=== Extrait du document ===
Il faut bien commencer par quelque chose. La première attaque recensée et attribuée à la Bête aura lieu le 30 juin 1764. La dernière attaque attribuée à la Bête aura lieu le 19 juin 1767. Soit 3 ans de terreur en Gévaudan.

La légende est très simple. Une bête "démoniaque" attaque une centaine de personnes et tue sans discernement. Malgré les chasses, les battues, elle est insaisissable. Des Dragons du Roi la pourchassent : ils font chou blanc. On lui tire dessus, on la touche, elle ne parait pas blessée. Mieux, elle parle, profère des jurons, crache sur le sol, se tient sur les deux pattes arrières.
Bref, très rapidement, on sort du factuel pour plonger dans le fantastique. On attribue des capacités fantastiques à la Bête. On la voit à trois endroits différents simultanément. Et très rapidement, la Légende dépasse tout ce qui a pu être imaginé auparavant.
La Bête est abattue une première fois (On l'appelle le Loup des Chaze, du nom de la contrée dans laquelle il a été abattu, mais on l'identifie comme un très gros loup, pas comme un autre animal). La Paix revient quelques temps, puis les meurtres recommencent. Il y a une autre Bête.... ou la première n'était pas la bonne.
Un jour un chasseur du nom de Jean Chastel fait réaliser des balles d'argent avec une médaille de la Vierge Marie et les fait bénir par un prêtre. Lors de la chasse ultime, il prie, récite ses litanies. La Bête se présente devant lui, attend qu'il ait fini ses dévotions et même qu'il ait fini de plier ses lunettes et d'armer son fusil. Une Bête vraiment complaisante. Jean Chastel tire, la Bête meurt...et ne reviendra plus jamais.

=== Enregistrements fournis ===

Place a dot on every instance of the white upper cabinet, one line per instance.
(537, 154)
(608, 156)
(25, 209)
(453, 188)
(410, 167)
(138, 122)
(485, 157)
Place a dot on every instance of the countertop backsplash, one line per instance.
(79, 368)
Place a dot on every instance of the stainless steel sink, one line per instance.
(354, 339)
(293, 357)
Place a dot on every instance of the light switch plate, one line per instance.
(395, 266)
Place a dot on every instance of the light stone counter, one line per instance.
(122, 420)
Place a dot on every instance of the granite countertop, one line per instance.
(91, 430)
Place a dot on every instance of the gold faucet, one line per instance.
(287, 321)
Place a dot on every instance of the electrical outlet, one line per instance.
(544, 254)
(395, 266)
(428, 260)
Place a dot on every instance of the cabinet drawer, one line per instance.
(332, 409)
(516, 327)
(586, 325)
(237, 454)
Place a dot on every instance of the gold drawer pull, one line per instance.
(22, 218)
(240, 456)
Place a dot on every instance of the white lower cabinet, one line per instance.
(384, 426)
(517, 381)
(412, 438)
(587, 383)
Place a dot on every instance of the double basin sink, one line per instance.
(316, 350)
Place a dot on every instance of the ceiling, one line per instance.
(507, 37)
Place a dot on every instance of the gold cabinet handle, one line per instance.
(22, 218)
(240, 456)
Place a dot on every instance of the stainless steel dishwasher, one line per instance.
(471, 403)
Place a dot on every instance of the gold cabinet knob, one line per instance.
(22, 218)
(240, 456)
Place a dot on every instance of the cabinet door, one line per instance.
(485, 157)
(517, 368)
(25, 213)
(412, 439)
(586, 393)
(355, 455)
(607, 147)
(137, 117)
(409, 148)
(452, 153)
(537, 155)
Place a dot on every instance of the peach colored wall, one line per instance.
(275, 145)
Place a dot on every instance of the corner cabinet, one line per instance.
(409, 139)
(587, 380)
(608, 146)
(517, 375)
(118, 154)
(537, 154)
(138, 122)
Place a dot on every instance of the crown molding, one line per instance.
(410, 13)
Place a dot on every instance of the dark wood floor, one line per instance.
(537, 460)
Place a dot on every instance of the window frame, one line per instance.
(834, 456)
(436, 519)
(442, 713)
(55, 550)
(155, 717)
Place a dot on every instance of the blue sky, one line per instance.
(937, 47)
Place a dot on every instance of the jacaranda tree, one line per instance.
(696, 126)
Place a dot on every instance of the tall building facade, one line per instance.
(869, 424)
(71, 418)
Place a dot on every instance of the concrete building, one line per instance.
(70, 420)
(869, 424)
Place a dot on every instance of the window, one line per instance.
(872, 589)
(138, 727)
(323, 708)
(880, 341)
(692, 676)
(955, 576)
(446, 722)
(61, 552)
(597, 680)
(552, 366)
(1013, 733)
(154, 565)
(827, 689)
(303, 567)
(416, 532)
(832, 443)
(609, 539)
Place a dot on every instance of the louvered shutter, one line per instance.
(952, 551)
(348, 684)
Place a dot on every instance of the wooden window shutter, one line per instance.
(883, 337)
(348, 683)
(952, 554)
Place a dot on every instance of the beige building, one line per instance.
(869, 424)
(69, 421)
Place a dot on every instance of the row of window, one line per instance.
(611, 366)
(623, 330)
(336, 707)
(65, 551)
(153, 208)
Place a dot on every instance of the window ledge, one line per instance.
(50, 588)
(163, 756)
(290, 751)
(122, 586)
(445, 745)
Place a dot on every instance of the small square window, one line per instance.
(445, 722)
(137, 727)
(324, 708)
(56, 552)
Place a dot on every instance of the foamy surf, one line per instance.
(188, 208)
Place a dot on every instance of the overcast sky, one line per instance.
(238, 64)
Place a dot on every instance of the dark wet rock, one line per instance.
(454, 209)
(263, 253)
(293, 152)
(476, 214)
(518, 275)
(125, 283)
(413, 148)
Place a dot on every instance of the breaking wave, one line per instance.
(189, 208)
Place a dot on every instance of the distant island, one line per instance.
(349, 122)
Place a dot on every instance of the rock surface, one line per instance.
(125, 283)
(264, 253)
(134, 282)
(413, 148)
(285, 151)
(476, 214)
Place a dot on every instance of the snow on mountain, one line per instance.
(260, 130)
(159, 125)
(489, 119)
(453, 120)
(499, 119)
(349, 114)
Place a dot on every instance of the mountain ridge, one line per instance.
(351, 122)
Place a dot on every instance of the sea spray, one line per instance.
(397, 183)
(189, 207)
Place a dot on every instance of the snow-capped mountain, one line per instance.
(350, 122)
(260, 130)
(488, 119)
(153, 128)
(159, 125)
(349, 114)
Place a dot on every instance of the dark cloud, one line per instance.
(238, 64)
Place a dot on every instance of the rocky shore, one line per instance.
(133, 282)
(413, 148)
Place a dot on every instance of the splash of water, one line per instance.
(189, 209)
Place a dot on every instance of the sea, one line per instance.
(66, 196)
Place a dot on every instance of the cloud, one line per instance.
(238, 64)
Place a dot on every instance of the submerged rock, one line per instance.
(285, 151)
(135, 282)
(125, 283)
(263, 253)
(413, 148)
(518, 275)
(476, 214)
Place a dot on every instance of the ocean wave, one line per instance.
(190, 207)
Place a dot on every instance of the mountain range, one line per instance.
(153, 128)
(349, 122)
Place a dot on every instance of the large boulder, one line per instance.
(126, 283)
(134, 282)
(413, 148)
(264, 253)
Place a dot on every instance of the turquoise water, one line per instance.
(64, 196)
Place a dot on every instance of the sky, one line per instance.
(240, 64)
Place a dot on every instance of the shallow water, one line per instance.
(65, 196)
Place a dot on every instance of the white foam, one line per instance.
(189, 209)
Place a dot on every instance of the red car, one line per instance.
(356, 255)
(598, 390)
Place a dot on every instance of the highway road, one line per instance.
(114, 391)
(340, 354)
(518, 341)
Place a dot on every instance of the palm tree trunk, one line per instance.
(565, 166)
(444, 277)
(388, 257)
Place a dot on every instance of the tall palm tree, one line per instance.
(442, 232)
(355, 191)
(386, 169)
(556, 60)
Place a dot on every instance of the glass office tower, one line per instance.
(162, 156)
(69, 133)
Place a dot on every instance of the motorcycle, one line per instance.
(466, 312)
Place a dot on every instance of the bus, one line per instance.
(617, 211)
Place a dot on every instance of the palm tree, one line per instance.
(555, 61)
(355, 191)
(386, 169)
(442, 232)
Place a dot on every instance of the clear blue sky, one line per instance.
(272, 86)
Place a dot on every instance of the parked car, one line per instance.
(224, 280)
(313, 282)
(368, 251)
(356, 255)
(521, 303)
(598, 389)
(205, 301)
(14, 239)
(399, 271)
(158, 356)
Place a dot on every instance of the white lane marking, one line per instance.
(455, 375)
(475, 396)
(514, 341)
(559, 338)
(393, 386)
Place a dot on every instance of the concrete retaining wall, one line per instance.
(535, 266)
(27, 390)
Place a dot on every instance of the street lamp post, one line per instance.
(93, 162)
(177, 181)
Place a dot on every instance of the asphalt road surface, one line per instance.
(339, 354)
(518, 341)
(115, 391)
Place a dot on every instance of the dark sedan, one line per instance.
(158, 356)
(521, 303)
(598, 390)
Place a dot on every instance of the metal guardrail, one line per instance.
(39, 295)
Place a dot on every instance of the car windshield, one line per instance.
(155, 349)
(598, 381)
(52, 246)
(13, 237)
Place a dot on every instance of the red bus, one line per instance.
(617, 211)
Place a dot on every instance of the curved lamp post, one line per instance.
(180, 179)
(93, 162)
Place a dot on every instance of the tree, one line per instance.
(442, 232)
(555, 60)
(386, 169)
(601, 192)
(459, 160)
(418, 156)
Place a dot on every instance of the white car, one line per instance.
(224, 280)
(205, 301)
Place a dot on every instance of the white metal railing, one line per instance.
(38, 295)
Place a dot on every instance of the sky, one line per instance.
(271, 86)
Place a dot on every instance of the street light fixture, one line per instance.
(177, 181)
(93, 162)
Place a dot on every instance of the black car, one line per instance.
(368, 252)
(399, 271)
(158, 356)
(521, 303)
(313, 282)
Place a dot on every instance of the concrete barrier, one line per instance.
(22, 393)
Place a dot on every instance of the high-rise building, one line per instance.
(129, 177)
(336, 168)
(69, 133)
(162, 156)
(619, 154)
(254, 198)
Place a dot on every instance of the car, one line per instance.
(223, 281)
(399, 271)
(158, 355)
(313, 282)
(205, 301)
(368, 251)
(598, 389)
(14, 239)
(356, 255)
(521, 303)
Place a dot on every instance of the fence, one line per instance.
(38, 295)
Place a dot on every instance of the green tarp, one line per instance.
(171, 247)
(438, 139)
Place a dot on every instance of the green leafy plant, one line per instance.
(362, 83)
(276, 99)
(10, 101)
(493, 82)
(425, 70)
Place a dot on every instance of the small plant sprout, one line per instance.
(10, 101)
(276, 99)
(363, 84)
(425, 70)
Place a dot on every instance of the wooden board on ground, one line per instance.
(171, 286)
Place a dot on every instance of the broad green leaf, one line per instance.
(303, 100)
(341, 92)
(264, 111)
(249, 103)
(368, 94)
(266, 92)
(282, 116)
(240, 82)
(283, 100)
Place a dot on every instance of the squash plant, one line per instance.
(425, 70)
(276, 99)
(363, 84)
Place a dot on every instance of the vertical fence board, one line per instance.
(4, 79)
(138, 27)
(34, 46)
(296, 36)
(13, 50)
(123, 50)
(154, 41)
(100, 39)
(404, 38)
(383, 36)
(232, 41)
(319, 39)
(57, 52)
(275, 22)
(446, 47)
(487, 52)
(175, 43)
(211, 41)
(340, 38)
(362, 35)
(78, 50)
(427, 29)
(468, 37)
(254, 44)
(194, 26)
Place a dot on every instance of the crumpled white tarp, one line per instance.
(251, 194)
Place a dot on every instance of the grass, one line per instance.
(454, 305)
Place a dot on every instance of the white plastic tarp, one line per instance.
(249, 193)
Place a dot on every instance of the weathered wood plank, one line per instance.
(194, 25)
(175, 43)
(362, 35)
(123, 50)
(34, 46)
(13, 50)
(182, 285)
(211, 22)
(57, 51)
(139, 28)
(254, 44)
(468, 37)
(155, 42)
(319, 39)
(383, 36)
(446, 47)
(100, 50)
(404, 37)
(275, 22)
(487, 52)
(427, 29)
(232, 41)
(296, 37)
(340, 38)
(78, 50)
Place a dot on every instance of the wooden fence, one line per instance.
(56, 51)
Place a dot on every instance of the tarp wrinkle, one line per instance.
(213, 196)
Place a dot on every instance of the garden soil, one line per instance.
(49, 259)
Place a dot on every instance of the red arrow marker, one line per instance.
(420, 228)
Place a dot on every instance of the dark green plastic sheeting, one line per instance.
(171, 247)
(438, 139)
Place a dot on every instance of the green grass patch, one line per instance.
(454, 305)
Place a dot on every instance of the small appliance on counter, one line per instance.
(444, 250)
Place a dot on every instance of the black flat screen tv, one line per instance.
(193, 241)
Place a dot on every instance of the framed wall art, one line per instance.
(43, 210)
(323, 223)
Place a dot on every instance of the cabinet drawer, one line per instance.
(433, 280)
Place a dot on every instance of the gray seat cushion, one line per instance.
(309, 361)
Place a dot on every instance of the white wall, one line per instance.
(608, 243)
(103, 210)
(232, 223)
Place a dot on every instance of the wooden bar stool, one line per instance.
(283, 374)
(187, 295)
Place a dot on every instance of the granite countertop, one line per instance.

=== Objectifs ===
• a. Reproduisez fidèlement le passage du texte sur la Bête du Gévaudan compris entre « Un jour un chasseur » et « reviendra plus jamais. », bornes incluses.
• b. Rédigez la suite du texte sur la Bête du Gévaudan, en reprenant juste après sa dernière phrase.

=== Corrigé ===
• a.
Un jour un chasseur du nom de Jean Chastel fait réaliser des balles d'argent avec une médaille de la Vierge Marie et les fait bénir par un prêtre. Lors de la chasse ultime, il prie, récite ses litanies. La Bête se présente devant lui, attend qu'il ait fini ses dévotions et même qu'il ait fini de plier ses lunettes et d'armer son fusil. Une Bête vraiment complaisante. Jean Chastel tire, la Bête meurt...et ne reviendra plus jamais.

• b.
Réfléchissons un peu

Si l'on reprend les faits (Google est votre ami), on se rend compte que cette affaire est plus complexe qu'il n'y parait au premier abord. Voici une synthèse des caractéristiques et comportements de la Bête.
  • Tout d'abord, les gens de la campagne de cette époque connaissent tous les loups, voire les ours. Mieux, en Gévaudan, la population de loups était importante, et les gens du cru n'avaient pas peur de ces animaux. Or là, ils n'identifient jamais ni un ours, ni un loup. On ne parle pas du "Loup (Ours) du Gévaudan", mais bel et bien de la "Bête"...
  • La Bête résiste aux balles de fusil... les chroniques de l'époque mentionnent plusieurs fois que la Bête est touchée par des balles de fusil, tombe mais se relève. Elle est d'ailleurs plusieurs fois blessée, notamment lors du "combat de Portefaix" (7 enfants entre 8 et 12 ans résistent à la Bête, et la mettent en fuite) et lors de l'épisode de la "pucelle du Gévaudan" (une jeune fille blesse la Bête à coups de lance et la Bête saute dans une rivière pour pouvoir s'enfuir). Et un animal lèche ses plaies mais ne se soigne pas seul.
  • La Bête n'attaque jamais les nobles. Il est vrai que les nobles sont presque toujours escortés (ou en tout cas, rarement seuls), mais le fait est que seuls les gens du peuple sont victimes de l'animal.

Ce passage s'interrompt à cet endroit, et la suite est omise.